### ИСХОДНЫЙ ТЕКСТ

Читаем Искусство романа полностью

Но самым важным является четвертый принцип: не только исторические условия должны создавать новую экзистенциальную ситуацию для персонажа романа, но История должна сама по себе быть воспринята и проанализирована как экзистенциальная ситуация. Например: в «Невыносимой легкости бытия» Александр Дубчек, после того как его арестовали советские офицеры, выкрали, заключили под стражу, угрожали, вынудили вести переговоры с Брежневым, возвращается в Прагу. Он выступает по радио, но говорить не может, задыхается, делает посреди фразы чудовищные долгие паузы. Для меня этот исторический эпизод (впрочем, практически забытый, потому что два часа спустя звукооператоры на радио были вынуждены вырезать эти тягостные паузы из его речи) раскрывает слабость. Слабость как важную категорию в жизни: «Когда человек сталкивается с превосходящей силой, он всегда слаб, даже если он такого атлетического сложения, как Дубчек». Тереза не в состоянии вынести вида этой слабости, которая вызывает у нее чувство отвращения и униженности, и она предпочитает эмигрировать. Но перед неверностью Томаша она чувствует себя, как Дубчек перед Брежневым: безоружной и слабой. А вы ведь уже знаете, что такое головокружение: опьянение собственной слабостью, непреодолимая тяга к падению. Тереза внезапно осознает, что «принадлежит к слабым, к лагерю слабых, к стране слабых и что она должна быть верна им именно потому, что они слабы и ловят ртом воздух посреди фразы». И, опьяненная своей слабостью, она покидает Томаша и возвращается в Прагу, «город слабых». Исторические обстоятельства здесь отнюдь не задний план, не декорация, на фоне которой разворачиваются обстоятельства человеческой жизни, они сами по себе человеческие обстоятельства, экзистенциальные обстоятельства в укрупненном виде.

Точно так же Пражская весна в «Книге смеха и забвения» дана не в ее политико-историко-социальном измерении, а как одно из главных экзистенциальных обстоятельств: человек (поколение людей) действует (совершает революцию), но его деяние ускользает от него, не повинуется ему больше (революция сама наказывает, убивает, уничтожает), и тогда он делает все, чтобы настигнуть и укротить это непокорное деяние (поколение создает оппозиционное, реформаторское движение), но напрасно. Невозможно настигнуть деяние, которое однажды от нас уже ускользнуло.

К. С.: Это напоминает ситуацию с Жаком-фаталистом, о которой вы говорили вначале.

М. К.: Но на этот раз это коллективная, историческая ситуация.

К. С.: Для того чтобы понять ваши романы, обязательно ли знать историю Чехословакии?

М. К.: Нет. О том, что нужно знать, роман говорит сам.

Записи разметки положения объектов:

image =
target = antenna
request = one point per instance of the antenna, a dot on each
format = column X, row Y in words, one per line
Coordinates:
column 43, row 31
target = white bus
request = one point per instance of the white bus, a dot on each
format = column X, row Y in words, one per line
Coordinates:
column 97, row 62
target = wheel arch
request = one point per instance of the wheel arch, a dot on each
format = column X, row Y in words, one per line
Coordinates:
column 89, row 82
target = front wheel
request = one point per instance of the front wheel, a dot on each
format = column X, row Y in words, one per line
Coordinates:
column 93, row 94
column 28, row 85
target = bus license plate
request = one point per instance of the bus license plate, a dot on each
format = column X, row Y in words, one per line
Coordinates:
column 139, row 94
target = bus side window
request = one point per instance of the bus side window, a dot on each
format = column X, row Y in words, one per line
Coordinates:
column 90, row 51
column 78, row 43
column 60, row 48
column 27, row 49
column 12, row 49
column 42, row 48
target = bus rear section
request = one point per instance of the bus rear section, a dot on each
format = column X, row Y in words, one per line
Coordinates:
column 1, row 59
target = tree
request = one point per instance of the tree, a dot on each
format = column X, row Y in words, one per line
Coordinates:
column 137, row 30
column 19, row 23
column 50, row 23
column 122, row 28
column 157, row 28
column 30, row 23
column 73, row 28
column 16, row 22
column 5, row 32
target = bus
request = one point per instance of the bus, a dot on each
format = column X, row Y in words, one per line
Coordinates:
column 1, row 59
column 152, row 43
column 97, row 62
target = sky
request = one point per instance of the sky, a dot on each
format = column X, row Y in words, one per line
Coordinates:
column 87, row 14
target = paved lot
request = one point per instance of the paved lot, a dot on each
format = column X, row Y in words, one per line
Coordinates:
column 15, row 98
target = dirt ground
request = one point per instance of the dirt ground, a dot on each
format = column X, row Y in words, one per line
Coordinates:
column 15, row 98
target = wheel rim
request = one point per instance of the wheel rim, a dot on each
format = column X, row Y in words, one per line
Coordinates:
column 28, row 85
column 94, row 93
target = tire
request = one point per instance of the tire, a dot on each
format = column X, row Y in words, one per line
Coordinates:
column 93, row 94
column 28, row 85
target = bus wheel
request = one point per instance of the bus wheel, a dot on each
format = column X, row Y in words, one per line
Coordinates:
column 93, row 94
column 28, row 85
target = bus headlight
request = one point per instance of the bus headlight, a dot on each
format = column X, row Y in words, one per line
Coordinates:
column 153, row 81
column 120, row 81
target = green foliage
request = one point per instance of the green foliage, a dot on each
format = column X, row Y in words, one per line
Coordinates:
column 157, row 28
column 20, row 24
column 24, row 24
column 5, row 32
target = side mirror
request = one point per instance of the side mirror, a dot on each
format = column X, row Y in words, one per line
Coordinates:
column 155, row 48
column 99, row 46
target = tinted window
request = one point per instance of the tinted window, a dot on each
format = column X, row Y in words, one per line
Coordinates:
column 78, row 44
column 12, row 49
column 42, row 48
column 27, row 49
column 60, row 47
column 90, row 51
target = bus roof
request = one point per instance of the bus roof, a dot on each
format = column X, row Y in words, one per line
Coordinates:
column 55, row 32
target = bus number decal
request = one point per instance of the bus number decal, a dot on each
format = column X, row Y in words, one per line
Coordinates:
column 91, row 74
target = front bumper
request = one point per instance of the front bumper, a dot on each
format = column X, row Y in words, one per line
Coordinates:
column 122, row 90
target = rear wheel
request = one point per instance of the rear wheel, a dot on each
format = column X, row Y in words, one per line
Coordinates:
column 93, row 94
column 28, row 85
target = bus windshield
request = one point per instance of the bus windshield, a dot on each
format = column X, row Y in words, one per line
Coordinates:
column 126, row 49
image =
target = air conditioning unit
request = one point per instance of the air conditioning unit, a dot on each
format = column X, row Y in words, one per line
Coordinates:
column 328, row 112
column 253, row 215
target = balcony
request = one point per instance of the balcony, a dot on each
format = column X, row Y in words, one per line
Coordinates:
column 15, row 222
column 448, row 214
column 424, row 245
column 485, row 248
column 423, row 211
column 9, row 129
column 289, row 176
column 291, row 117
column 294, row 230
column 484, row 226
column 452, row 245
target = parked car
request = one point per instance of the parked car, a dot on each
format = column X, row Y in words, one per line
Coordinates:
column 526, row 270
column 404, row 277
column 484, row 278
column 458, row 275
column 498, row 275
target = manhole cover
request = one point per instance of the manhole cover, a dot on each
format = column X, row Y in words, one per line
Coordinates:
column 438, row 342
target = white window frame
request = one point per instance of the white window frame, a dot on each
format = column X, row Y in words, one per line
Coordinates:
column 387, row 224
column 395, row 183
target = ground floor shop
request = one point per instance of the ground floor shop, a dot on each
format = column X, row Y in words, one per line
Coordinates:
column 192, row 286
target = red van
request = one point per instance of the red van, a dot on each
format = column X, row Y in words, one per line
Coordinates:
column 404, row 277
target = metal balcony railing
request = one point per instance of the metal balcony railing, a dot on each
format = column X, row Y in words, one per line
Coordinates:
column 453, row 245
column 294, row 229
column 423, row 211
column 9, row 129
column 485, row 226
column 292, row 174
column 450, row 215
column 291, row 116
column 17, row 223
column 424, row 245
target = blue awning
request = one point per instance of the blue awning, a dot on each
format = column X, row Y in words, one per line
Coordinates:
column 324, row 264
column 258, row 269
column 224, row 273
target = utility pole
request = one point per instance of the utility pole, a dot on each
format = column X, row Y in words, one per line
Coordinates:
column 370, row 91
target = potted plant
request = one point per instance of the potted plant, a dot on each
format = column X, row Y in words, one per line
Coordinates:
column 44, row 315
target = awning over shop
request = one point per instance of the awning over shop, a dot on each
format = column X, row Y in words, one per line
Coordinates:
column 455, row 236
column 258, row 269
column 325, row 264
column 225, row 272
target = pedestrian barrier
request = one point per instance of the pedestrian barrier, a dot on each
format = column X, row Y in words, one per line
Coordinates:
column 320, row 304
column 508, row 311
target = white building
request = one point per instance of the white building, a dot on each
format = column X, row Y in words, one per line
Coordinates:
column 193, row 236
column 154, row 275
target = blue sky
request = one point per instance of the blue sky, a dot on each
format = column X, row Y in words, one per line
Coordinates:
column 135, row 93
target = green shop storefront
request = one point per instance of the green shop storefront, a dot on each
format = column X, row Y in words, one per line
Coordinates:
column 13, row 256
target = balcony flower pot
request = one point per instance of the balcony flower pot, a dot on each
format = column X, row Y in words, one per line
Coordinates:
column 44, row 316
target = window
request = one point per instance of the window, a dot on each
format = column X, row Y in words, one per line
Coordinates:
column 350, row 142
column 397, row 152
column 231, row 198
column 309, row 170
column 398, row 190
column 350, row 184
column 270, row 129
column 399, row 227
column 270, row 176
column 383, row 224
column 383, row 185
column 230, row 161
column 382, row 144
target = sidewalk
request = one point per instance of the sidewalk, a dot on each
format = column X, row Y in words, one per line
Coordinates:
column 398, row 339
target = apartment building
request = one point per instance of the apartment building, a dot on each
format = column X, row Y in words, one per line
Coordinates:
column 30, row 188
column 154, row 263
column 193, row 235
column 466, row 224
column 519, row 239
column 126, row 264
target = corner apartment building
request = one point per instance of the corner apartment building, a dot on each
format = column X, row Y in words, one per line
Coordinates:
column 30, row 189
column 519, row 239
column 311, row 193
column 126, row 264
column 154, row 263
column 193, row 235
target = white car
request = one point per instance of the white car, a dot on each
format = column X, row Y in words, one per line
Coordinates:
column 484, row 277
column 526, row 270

### ЗАДАНИЯ
1 > Объясните в одном–трех предложениях, почему, согласно тексту, эпизод с выступлением Дубчека по радио практически забыт.
2 > В отрывке текста от «Точно так же» до «знать историю Чехословакии?» переименуйте «Пражская весна» в «Бархатная революция» и приведите этот отрывок целиком.

### ОТВЕТЫ
1 > Этот эпизод практически забыт, потому что два часа спустя звукооператоры на радио были вынуждены вырезать из речи Дубчека его тягостные паузы.

2 >
Точно так же Бархатная революция в «Книге смеха и забвения» дана не в ее политико-историко-социальном измерении, а как одно из главных экзистенциальных обстоятельств: человек (поколение людей) действует (совершает революцию), но его деяние ускользает от него, не повинуется ему больше (революция сама наказывает, убивает, уничтожает), и тогда он делает все, чтобы настигнуть и укротить это непокорное деяние (поколение создает оппозиционное, реформаторское движение), но напрасно. Невозможно настигнуть деяние, которое однажды от нас уже ускользнуло.

К. С.: Это напоминает ситуацию с Жаком-фаталистом, о которой вы говорили вначале.

М. К.: Но на этот раз это коллективная, историческая ситуация.

К. С.: Для того чтобы понять ваши романы, обязательно ли знать историю Чехословакии?